LISTED RECORDS:
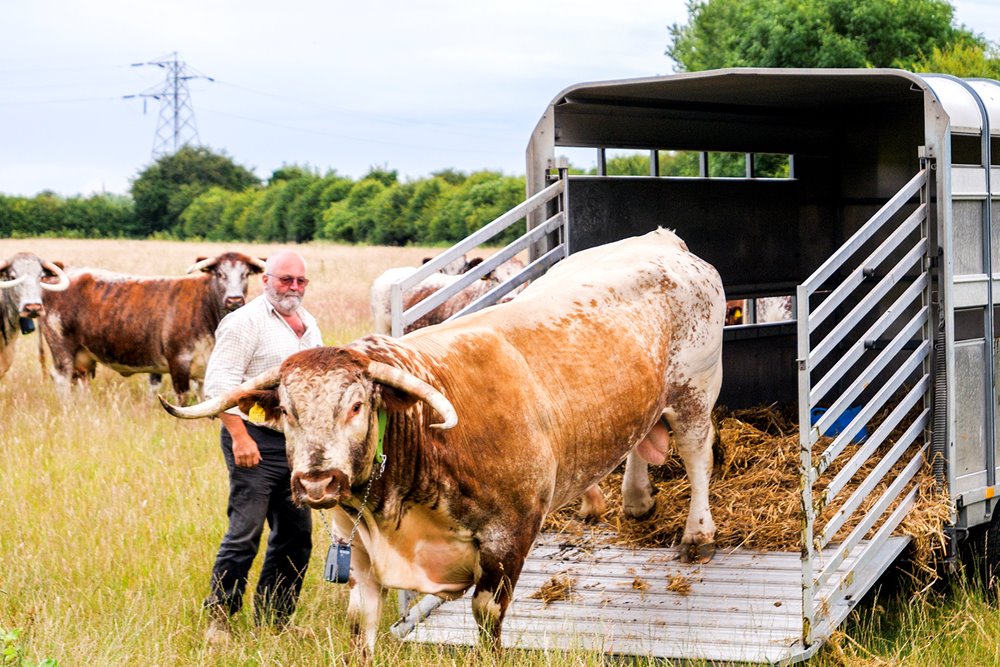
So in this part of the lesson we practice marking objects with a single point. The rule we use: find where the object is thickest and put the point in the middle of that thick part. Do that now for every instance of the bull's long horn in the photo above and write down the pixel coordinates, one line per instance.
(59, 273)
(14, 282)
(214, 406)
(411, 384)
(198, 266)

THE REQUEST: Write out the lines above word for word, leaving out the picture.

THE REPLY:
So in this part of the lesson we practice marking objects with a single point. The rule we use: find where the object is thickest and put the point in the middle of that thick part. Do that now for every instance of the bull's long horn in the photo above and write down the pixel coordinates, one line per instance.
(59, 273)
(14, 282)
(214, 406)
(411, 384)
(198, 266)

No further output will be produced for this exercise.